▶ **Work instructions**
Render the records below as a two-column CSV with the header instruction,boxes. Give one row per request, with the request text under instruction and all of its bounding boxes under boxes. Put each value in a single quoted field with line breaks replaced by spaces, and leave out the pictures.

▶ **Given records**
(begin)

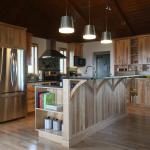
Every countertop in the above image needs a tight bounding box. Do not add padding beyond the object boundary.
[34,83,63,89]
[63,75,144,80]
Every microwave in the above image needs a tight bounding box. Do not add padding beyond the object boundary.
[74,56,86,67]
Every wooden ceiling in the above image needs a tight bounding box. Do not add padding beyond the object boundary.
[0,0,150,42]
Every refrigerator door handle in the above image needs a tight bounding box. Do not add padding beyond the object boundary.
[0,48,4,82]
[10,49,17,86]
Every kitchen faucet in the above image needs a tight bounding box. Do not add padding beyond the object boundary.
[85,66,96,77]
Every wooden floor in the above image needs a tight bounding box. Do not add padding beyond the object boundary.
[0,114,150,150]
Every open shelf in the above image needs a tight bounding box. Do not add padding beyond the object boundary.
[36,129,64,143]
[36,129,62,136]
[36,108,63,114]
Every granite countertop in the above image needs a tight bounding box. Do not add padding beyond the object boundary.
[63,75,144,80]
[34,83,63,88]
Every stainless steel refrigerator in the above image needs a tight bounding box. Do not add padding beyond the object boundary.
[0,48,26,122]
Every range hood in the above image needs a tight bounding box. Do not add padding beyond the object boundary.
[40,39,66,59]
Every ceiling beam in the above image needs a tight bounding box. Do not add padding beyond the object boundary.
[66,0,101,39]
[113,0,136,35]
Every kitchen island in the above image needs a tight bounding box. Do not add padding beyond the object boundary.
[35,75,141,147]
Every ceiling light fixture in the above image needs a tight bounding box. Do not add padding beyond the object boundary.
[59,2,74,34]
[101,2,112,44]
[83,0,96,40]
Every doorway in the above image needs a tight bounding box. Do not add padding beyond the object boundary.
[94,52,110,78]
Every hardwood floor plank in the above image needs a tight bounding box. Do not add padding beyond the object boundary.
[0,114,150,150]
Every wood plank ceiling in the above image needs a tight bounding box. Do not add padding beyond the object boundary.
[0,0,150,42]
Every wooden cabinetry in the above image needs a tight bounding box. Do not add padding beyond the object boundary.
[131,78,150,107]
[0,22,26,49]
[114,39,131,65]
[27,83,35,112]
[138,36,150,64]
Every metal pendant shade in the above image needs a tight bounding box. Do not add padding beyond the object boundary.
[101,31,112,44]
[59,15,74,34]
[83,24,96,40]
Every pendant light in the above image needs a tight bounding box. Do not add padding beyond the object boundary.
[59,2,74,34]
[83,0,96,40]
[101,0,112,44]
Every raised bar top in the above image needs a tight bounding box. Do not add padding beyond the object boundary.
[63,75,144,80]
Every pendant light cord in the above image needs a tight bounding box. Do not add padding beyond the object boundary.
[105,0,111,32]
[65,0,68,16]
[89,0,91,24]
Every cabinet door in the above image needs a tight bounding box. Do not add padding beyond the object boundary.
[114,39,131,65]
[138,36,150,64]
[135,78,150,107]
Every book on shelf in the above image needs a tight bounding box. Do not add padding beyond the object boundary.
[38,92,55,109]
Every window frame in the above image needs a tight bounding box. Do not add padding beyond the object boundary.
[59,47,67,74]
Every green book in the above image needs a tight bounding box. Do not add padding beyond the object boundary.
[43,93,55,109]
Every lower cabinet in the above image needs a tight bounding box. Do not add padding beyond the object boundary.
[130,78,150,107]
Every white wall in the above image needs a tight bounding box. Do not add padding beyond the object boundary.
[56,41,68,50]
[78,41,114,76]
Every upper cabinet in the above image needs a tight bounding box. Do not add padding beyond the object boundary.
[114,35,150,65]
[138,36,150,64]
[114,39,131,65]
[68,43,83,67]
[0,22,26,49]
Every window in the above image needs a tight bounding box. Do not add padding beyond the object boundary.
[60,48,67,74]
[28,44,38,74]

(end)

▶ **Result**
instruction,boxes
"Every countertop in the above image needs a tight bounding box. Do not add padding beyond the object boundary.","[34,83,63,89] [63,75,144,80]"
"Every microwave in the above image needs a tight bounding box. Do not add padding beyond the object boundary.","[74,56,86,67]"
"Every wooden ceiling in the above image needs a tight bounding box. Do not add padding beyond the object boundary.","[0,0,150,42]"
"Every refrigerator door handle in the above image needs a tight bounding box. Do not add padding beyond the object boundary.","[0,48,4,82] [10,49,17,86]"
"Every kitchen faucet in the above image needs a tight bounding box. Do not add padding beyond the object boundary.","[85,66,96,77]"
"Every wooden floor in the above image needs a tight bounding box. Do not add padding beyond the object boundary.","[0,114,150,150]"
"Every open shelf in the above image needs a tight bounding box. Do not add padding beyond the object boundary.","[36,129,64,143] [36,129,62,136] [36,108,63,114]"
"Every granite countertop in the above image needs a tight bounding box. Do not add padding beyond the object boundary.","[63,75,144,80] [34,83,63,88]"
"Every stainless steel refrigerator in the above image needs a tight bounding box. Do not add padding beyond the object boundary.","[0,48,26,122]"
"Every range hood in the above image needs a tight bounding box. Do not add padding beyond the object boundary.","[40,39,66,59]"
"Every ceiling beam in the above image needs a tight bounding box. Do not add padding beyond the object boundary.","[66,0,101,39] [113,0,136,35]"
"Every kitchen island in the above image needs a tight bounding box. Do not add padding beyond the object boundary.","[35,75,141,147]"
"Every ceiling light fixture in the above image needs a tight bounding box. Do not add padding beyond the object boundary.","[59,2,74,34] [101,2,112,44] [83,0,96,40]"
"Every doorway in the above image needs a tight bounding box. Do not add padding beyond the object boundary.","[94,52,110,78]"
"Every hardwood floor plank in the above image needs a tight bounding box. Do not add padding beyond the object boundary.","[0,114,150,150]"
"Every wood plank ceiling in the above image needs a tight bounding box. Do not add padding beyond the object boundary.","[0,0,150,42]"
"Every wooden cabinetry in the above image needs a tight bounding box. Do not add padding beyond the object boundary.","[131,78,150,107] [0,22,26,49] [114,39,131,65] [27,83,35,112] [138,36,150,64]"
"Every metal pendant shade in the above image needs a tight bounding box. Do not add padding beyond the object boundary.","[101,31,112,44] [59,15,74,34] [83,24,96,40]"
"Every pendant light in the above image needs a tight bounding box. Do not add padding beyond the object boundary.","[59,2,74,34] [83,0,96,40] [101,0,112,44]"
"Every raised bar top in the above image needs a tight bounding box. Do not add padding beyond the object boundary.","[63,75,144,80]"
"Every pendant light cord in the above image needs a tight bounding box. Do not add padding beyond the object boundary.","[105,0,111,32] [65,0,68,16] [89,0,91,24]"
"Every cabinet door in the above image needs a tight bounding box. Do not add padding beyond the object boundary.","[114,39,131,65] [138,36,150,64] [135,78,150,107]"
"Every book on shelf in the above image needs a tight bounding box. Do not add padding beyond the object boundary.","[38,92,55,109]"
"Every window frame in the above image needs a tight bounding box. Do not add padding beyond the object boundary.","[59,47,67,74]"
"Every green book in the above image needs a tight bounding box. Do not add padding beyond the object boundary.","[43,93,55,109]"
"Every lower cabinet in the above image needs a tight bounding box. Do not add padding beyond the object boundary.","[130,78,150,107]"
"Every white wall in the above image needs a tight bounding box. Do not add padding beyond the object boundary.","[56,41,68,50] [78,41,114,76]"
"Every upper cabinet in the above image needs a tight bounding box. Do not add padding beyond the object boundary.","[114,35,150,65] [138,36,150,64] [114,39,131,65] [68,43,83,67] [0,22,26,49]"
"Every window in the above image needs a tight bounding box. Do not add padding beyond the object boundary.","[60,48,67,74] [28,44,38,74]"